__Exercise objective__: Can you copy the whole listing below word for word, leaving out the pictures?

○ ○ ○ ○ ○ ○ ○

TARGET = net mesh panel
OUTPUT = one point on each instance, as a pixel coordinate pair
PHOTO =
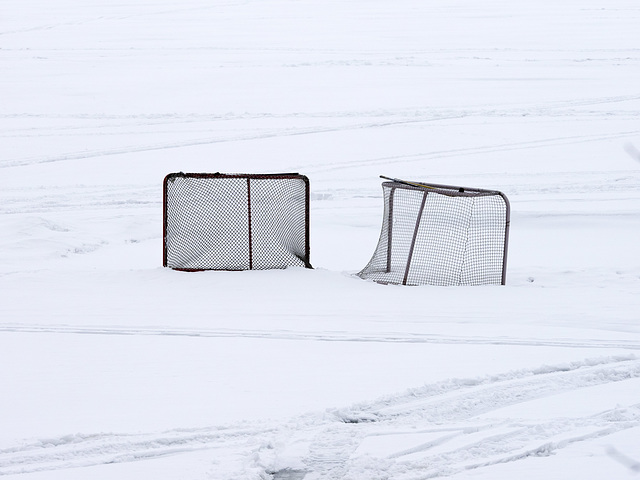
(236, 222)
(440, 236)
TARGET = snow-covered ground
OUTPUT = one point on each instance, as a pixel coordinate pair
(116, 368)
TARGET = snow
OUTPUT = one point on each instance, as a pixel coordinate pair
(114, 367)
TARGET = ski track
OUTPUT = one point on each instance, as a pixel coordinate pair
(384, 119)
(457, 414)
(323, 336)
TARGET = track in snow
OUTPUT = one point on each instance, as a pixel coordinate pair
(437, 430)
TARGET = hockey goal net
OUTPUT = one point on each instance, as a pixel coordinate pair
(215, 221)
(440, 235)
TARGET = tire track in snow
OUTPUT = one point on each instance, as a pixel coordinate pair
(456, 414)
(452, 429)
(79, 450)
(324, 336)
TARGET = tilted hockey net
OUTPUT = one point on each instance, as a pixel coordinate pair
(215, 221)
(440, 235)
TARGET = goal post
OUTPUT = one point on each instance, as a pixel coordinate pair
(217, 221)
(440, 235)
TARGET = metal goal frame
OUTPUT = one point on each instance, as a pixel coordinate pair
(259, 203)
(392, 264)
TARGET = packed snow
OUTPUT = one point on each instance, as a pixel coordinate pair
(114, 367)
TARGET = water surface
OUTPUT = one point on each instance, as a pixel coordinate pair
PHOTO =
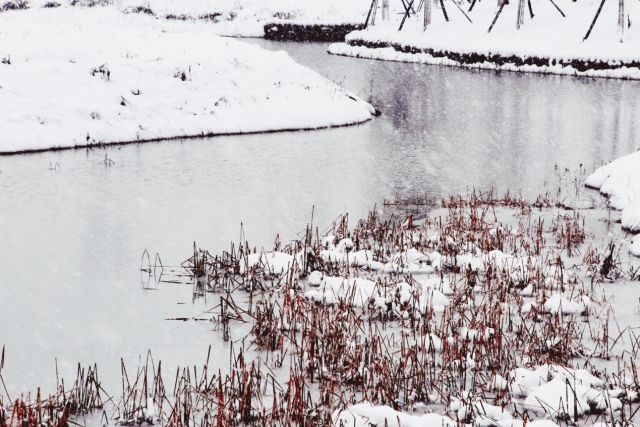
(71, 238)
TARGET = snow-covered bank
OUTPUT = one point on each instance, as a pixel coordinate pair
(620, 181)
(547, 41)
(238, 18)
(82, 76)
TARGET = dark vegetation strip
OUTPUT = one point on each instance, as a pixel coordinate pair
(498, 59)
(315, 33)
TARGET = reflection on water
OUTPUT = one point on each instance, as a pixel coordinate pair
(71, 239)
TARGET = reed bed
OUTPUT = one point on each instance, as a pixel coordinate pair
(481, 309)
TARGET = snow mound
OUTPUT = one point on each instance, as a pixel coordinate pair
(84, 76)
(620, 181)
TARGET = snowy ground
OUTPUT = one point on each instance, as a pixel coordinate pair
(620, 180)
(242, 18)
(556, 39)
(79, 76)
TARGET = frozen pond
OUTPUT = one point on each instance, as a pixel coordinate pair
(71, 238)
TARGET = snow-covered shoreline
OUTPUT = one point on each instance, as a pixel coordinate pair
(620, 181)
(233, 18)
(546, 42)
(131, 78)
(486, 61)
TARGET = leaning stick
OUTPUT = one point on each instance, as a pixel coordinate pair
(595, 18)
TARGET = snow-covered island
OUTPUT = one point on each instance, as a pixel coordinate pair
(596, 38)
(77, 76)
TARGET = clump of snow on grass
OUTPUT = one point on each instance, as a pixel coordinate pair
(620, 181)
(82, 76)
(367, 415)
(273, 263)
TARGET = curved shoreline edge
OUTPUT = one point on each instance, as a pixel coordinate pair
(97, 145)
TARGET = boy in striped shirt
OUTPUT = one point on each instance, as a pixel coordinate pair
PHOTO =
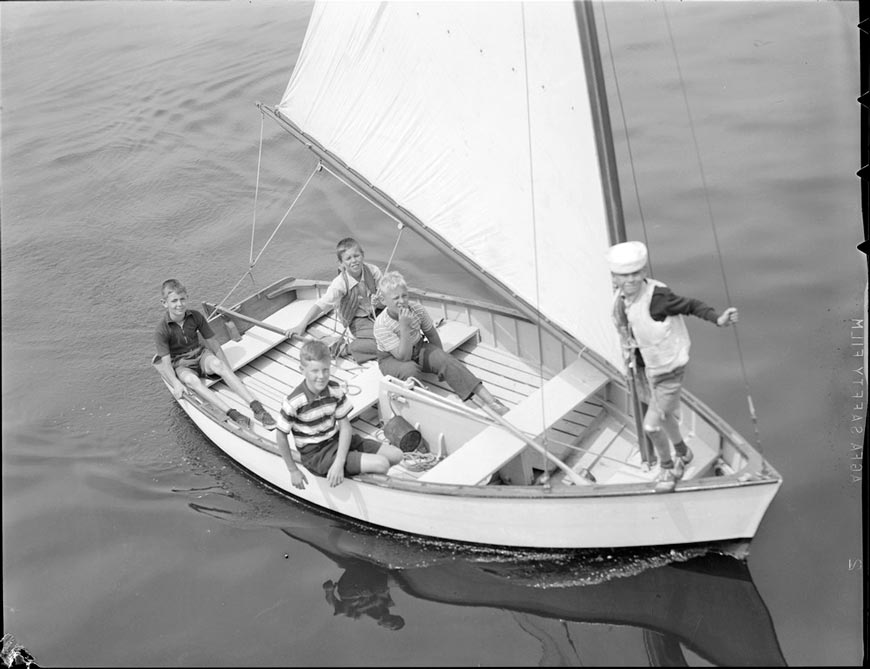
(317, 417)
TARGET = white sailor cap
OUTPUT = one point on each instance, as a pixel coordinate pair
(627, 257)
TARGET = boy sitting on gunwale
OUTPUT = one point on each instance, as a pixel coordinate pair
(316, 416)
(409, 343)
(184, 361)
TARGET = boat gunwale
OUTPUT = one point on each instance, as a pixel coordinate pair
(501, 491)
(755, 460)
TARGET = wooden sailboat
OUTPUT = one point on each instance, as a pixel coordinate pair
(482, 126)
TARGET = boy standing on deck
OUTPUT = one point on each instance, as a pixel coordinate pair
(316, 415)
(650, 318)
(184, 361)
(352, 293)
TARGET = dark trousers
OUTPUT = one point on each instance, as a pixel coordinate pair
(428, 358)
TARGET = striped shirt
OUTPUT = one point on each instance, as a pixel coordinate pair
(311, 417)
(386, 327)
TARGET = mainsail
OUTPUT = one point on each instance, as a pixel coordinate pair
(475, 117)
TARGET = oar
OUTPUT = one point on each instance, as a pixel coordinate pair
(254, 321)
(514, 430)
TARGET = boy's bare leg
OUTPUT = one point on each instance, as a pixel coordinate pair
(482, 396)
(195, 384)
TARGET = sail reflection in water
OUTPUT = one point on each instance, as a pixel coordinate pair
(667, 601)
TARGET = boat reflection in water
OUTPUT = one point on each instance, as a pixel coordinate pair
(663, 602)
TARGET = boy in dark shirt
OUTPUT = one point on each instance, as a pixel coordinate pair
(184, 361)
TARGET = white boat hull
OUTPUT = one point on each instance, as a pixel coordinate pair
(691, 515)
(623, 511)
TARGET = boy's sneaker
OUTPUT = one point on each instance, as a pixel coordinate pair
(239, 418)
(686, 458)
(667, 479)
(264, 418)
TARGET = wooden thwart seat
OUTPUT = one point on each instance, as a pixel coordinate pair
(492, 448)
(257, 340)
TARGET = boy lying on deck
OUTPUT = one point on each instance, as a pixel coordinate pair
(316, 415)
(184, 361)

○ ○ ○ ○ ○ ○ ○

__Answer__:
TARGET = net mesh panel
OUTPUT = one point on each instance, as a pixel coordinate pair
PHOTO =
(236, 222)
(440, 236)
TARGET = snow-covered ground
OUTPUT = one point on each instance, as a pixel coordinate pair
(116, 368)
TARGET = snow
OUTPUT = one point on each instance, as a pixel coordinate pair
(114, 367)
TARGET = ski track
OUTPUT = one point on each instance, as a pixel coordinate pair
(384, 119)
(457, 414)
(323, 336)
TARGET = track in snow
OUTPUT = one point on each instance, as a pixel coordinate pair
(437, 430)
TARGET = hockey goal net
OUTPUT = one point on each instance, as a pixel coordinate pair
(215, 221)
(440, 235)
TARGET = tire track in snow
OUTPUT = one point on each instance, as a pixel coordinate pair
(456, 414)
(452, 429)
(79, 450)
(324, 336)
TARGET = tilted hockey net
OUTPUT = one point on each instance, as a pixel coordinate pair
(215, 221)
(440, 235)
TARGET = goal post
OUTPUT = one point on each instance, as a pixel coordinate pair
(217, 221)
(440, 235)
TARGET = metal goal frame
OUTPUT = one point on each instance, as a pixel coordinate pair
(259, 203)
(392, 264)
TARGET = packed snow
OUTPUT = one point on each instance, as a pixel coordinate pair
(114, 367)
TARGET = water surface
OUTPUT = one point on each instance, as a pixel coordinate pair
PHOTO =
(71, 238)
TARGET = snow-covered bank
OUTPUT = one point on each instance, as a pixel coordinate pair
(620, 181)
(547, 41)
(238, 18)
(82, 76)
TARGET = dark vegetation strip
OUTPUT = one point on each instance, as a pixel coordinate pair
(498, 59)
(315, 33)
TARGET = reflection on water
OUTPUT = one point on each instance, as a pixel coordinate pair
(71, 239)
TARGET = reed bed
OUTPUT = one point on each instance, as a pixel coordinate pair
(481, 309)
TARGET = snow mound
OUTPUT = one point on each instance, as a pixel coordinate pair
(84, 76)
(620, 181)
TARGET = snowy ground
OUTPUT = one point on each instance, as a pixel coordinate pair
(620, 180)
(242, 18)
(556, 39)
(79, 76)
TARGET = frozen pond
OUTPUT = one point on each instance, as a pixel coordinate pair
(71, 238)
TARGET = snow-covered shoreline
OUTPUT = one point on each instance, as a pixel coordinate pair
(620, 181)
(233, 18)
(546, 42)
(131, 78)
(486, 61)
TARGET = leaning stick
OUTPUT = one point on each instance, as a pixel coordinate pair
(595, 18)
TARGET = snow-covered island
OUTPUT = one point on each instance, as a pixel coordinate pair
(596, 38)
(77, 76)
TARGET = clump of snow on grass
OUTPUT = one point on each instance, as a pixel coordinate pair
(620, 181)
(82, 76)
(367, 415)
(273, 263)
TARGET = curved shoreline edge
OUTPUT = one point on each instance, as a pixel coordinate pair
(97, 145)
TARGET = boy in striped shirt
OUTPUT = one point on each instance, as a pixel coordinate pair
PHOTO =
(317, 417)
TARGET = white sailor cap
OUTPUT = one point on each instance, as a pixel coordinate pair
(627, 257)
TARGET = boy sitting on gunwale
OUTPUT = one point on each instance, as a pixel coordinate pair
(316, 416)
(409, 343)
(184, 361)
TARGET = boat gunwale
OUTPUT = one point on each instance, as a pixel coordinate pair
(501, 491)
(755, 460)
TARGET = wooden sailboat
OUTPUT = one point on each instance, as a pixel coordinate pair
(482, 126)
TARGET = boy standing on deck
OUTPUT = one point on each instance, as a pixel coordinate pair
(316, 415)
(650, 318)
(184, 361)
(352, 293)
TARGET = dark trousers
OUTPUT = one point on each instance, as a pixel coordinate pair
(428, 358)
TARGET = striped shirt
OUTPUT = one point on each instance, as a pixel coordinate pair
(311, 417)
(386, 327)
TARGET = mainsail
OUTPUT = one point on each instance, as a pixel coordinate pair
(475, 117)
TARGET = oar
OUTPUT = one point on each instance, as a pixel coordinate pair
(254, 321)
(514, 430)
TARGET = boy's bare leg
OUTPUT = one point on each instance, as a pixel coordinate pair
(482, 396)
(195, 384)
TARGET = sail reflection in water
OUTPUT = one point on each instance, as a pixel coordinate pair
(667, 601)
TARGET = boat reflection in water
OUTPUT = one point on each instance, as a pixel coordinate pair
(663, 602)
TARGET = boy in dark shirt
OUTPUT = one point on each instance, as a pixel coordinate pair
(184, 361)
TARGET = white boat hull
OUTPUT = one point on each instance, as a pixel coordinate pair
(691, 515)
(623, 511)
TARGET = boy's sneaker
OUTPUT = one point on each instance, as a pixel coordinate pair
(239, 418)
(686, 458)
(667, 479)
(264, 418)
TARGET = wooden thwart seat
OUTPUT = one point on each instance, as a pixel coordinate pair
(492, 448)
(257, 340)
TARGET = boy lying on deck
OUTPUT = one point on each instance, as a pixel coordinate pair
(316, 415)
(184, 361)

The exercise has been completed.